◆ **Request A**: Say whether each statement agrees with the passage on the HTTP protocol, answering yes or no and quoting the words of the passage that decide it: (i) the assignment covers only version 1.0 of HTTP; (ii) after typing the request line, you press enter once; (iii) in the example, the server replies with HTTP 1.0.
◆ **Request B**: Write the next part of the passage on the HTTP protocol, picking up after its final sentence.

◆ **Supplied text**:
══════════
The Hypertext Transfer Protocol or (HTTP) is the protocol used for communication on this web. That is, it is the protocol which defines how your web browser requests resources from a web server and how the server responds. For simplicity, in this assignment we will be dealing only with version 1.0 of the HTTP protocol, defined in detail in RFC 1945. You should read through this RFC and refer back to it when deciding on the behavior of your proxy.
HTTP communications happen in the form of transactions, a transaction consists of a client sending a request to a server and then reading the response. Request and response messages share a common basic format:
For most common HTTP transactions, the protocol boils down to a relatively simple series of steps (important sections of RFC 1945 are in parenthesis):
It's fairly easy to see this process in action without using a web browser. From a Unix prompt, type:
telnet www.yahoo.com 80
This opens a TCP connection to the server at www.yahoo.com listening on port 80- the default HTTP port. You should see something like this:
Trying 209.131.36.158... Connected to www.yahoo.com (209.131.36.158). Escape character is '^]'.
type the following:
GET / HTTP/1.0
and hit enter twice. You should see something like the following:
HTTP/1.1 200 OK Date: Fri, 10 Nov 2006 20:31:19 GMT Connection: close Content-Type: text/html; charset=utf-8 <html><head> <title>Yahoo!</title> (More HTML follows)
There may be some additional pieces of header information as well- setting cookies, instructions to the browser or proxy on caching behavior, etc. What you are seeing is exactly what your web browser sees when it goes to the Yahoo home page: the HTTP status line, the header fields, and finally the HTTP message body- consisting of the HTML that your browser interprets to create a web page. You may notice here that the server responds with HTTP 1.1 even though you requested 1.0. Some web servers refuse to serve HTTP 1.0 content.
══════════
Coordinate annotation entries:

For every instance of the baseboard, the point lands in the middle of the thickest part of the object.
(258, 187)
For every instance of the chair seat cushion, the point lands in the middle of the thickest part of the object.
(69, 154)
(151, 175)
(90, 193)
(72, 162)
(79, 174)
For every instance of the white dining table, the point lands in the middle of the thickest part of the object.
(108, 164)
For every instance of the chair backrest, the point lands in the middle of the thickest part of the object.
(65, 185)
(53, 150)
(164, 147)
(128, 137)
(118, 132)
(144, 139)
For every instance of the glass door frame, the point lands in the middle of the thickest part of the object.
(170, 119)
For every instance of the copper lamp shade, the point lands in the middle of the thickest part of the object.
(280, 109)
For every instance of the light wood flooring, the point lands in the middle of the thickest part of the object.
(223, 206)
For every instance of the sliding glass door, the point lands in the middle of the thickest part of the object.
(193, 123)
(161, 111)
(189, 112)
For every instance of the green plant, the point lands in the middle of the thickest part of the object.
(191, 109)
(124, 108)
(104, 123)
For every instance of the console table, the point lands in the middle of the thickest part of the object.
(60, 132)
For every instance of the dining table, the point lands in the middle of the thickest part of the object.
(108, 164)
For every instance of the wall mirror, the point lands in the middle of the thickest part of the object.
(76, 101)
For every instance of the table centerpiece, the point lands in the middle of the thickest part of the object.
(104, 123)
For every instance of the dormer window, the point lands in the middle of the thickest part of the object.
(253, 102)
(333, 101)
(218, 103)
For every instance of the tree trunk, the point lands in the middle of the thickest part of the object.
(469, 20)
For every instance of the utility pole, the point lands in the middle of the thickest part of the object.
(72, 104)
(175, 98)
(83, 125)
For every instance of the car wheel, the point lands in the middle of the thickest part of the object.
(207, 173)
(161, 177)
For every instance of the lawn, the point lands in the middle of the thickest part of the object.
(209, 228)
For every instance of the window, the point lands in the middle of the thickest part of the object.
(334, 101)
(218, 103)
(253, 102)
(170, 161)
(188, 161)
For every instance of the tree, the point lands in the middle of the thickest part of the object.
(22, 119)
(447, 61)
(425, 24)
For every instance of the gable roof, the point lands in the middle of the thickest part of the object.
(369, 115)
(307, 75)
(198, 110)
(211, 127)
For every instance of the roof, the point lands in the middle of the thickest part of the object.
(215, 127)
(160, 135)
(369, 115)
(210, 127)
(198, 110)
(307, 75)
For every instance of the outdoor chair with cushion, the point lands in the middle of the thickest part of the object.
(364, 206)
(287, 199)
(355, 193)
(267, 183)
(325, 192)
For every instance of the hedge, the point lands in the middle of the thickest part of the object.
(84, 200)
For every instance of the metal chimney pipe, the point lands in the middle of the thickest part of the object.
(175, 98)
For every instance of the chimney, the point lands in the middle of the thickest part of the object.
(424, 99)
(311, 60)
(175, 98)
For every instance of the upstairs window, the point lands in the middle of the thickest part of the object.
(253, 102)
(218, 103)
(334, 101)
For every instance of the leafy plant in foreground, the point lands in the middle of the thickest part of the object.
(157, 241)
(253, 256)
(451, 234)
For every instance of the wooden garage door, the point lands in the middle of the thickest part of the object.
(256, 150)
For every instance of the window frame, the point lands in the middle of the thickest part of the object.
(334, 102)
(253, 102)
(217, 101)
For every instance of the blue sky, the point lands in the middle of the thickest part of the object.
══════════
◆ **Exercise result A**:
(i) Yes: "in this assignment we will be dealing only with version 1.0 of the HTTP protocol"
(ii) No: "and hit enter twice"
(iii) No: "the server responds with HTTP 1.1 even though you requested 1.0"

◆ **Exercise result B**:
Ordinarily, HTTP is a client-server protocol. The client (usually your web browser) communicates directly with the server (the web server software). However, in some circumstances it may be useful to introduce an intermediate entity called a proxy. Conceptually, the proxy sits between the client and the server. In the simplest case, instead of sending requests directly to the server the client sends all its requests to the proxy. The proxy then opens a connection to the server, and passes on the client's request. The proxy receives the reply from the server, and then sends that reply back to the client. Notice that the proxy is essentially acting like both a HTTP client (to the remote server) and a HTTP server (to the initial client).
Why use a proxy? There are a few possible reasons:
Links:
Your first task is to build a basic web proxy capable of accepting HTTP requests, making requests from remote servers, and returning data to a client.
This assignment can be completed in either C or C++. It should compile and run (using g++) without errors or warnings from the FC 010 cluster, producing a binary called proxy
that takes as its first argument a port to listen from. Don't use a hard-coded port number.
You shouldn't assume that your server will be running on a particular IP address, or that clients will be coming from a pre-determined IP.
When your proxy starts, the first thing that it will need to do is establish a socket connection that it can use to listen for incoming connections. Your proxy should listen on the port specified from the command line, and wait for incoming client connections.
Once a client has connected, the proxy should read data from the client and then check for a properly-formatted HTTP request. An invalid request from the client should be answered with an appropriate error code.
Once the proxy sees a valid HTTP request, it will need to parse the requested URL. The proxy needs at most three pieces of information: the requested host and port, and the requested path. See the URL (7)
manual page for more info.
Once the proxy has parsed the URL, it can make a connection to the requested host (using the appropriate remote port, or the default of 80 if none is specified) and send a HTTP request for the appropriate file. The proxy then sends the HTTP request that it received from the client to the remote server.
After the response from the remote server is received, the proxy should send the response message to the client via the appropriate socket. Once the transaction is complete, the proxy should close the connection.
Run your client with the following command:
./proxy <port>
, where port
is the port number that the proxy should listen on. As a basic test of functionality, try requesting a page using telnet:
telnet localhost <port> Trying 127.0.0.1... Connected to localhost.localdomain (127.0.0.1). Escape character is '^]'. GET http://www.google.com/ HTTP/1.0
If your proxy is working correctly, the headers and HTML of the Google homepage should be displayed on your terminal screen. Notice here that we request the full URL (http://www.google.com/
) instead of just the absolute path (/
). Your proxy should support both of these formats.
For a slightly more complex test, you can configure your web browser to use your proxy server as its web proxy. See the section beflow for details.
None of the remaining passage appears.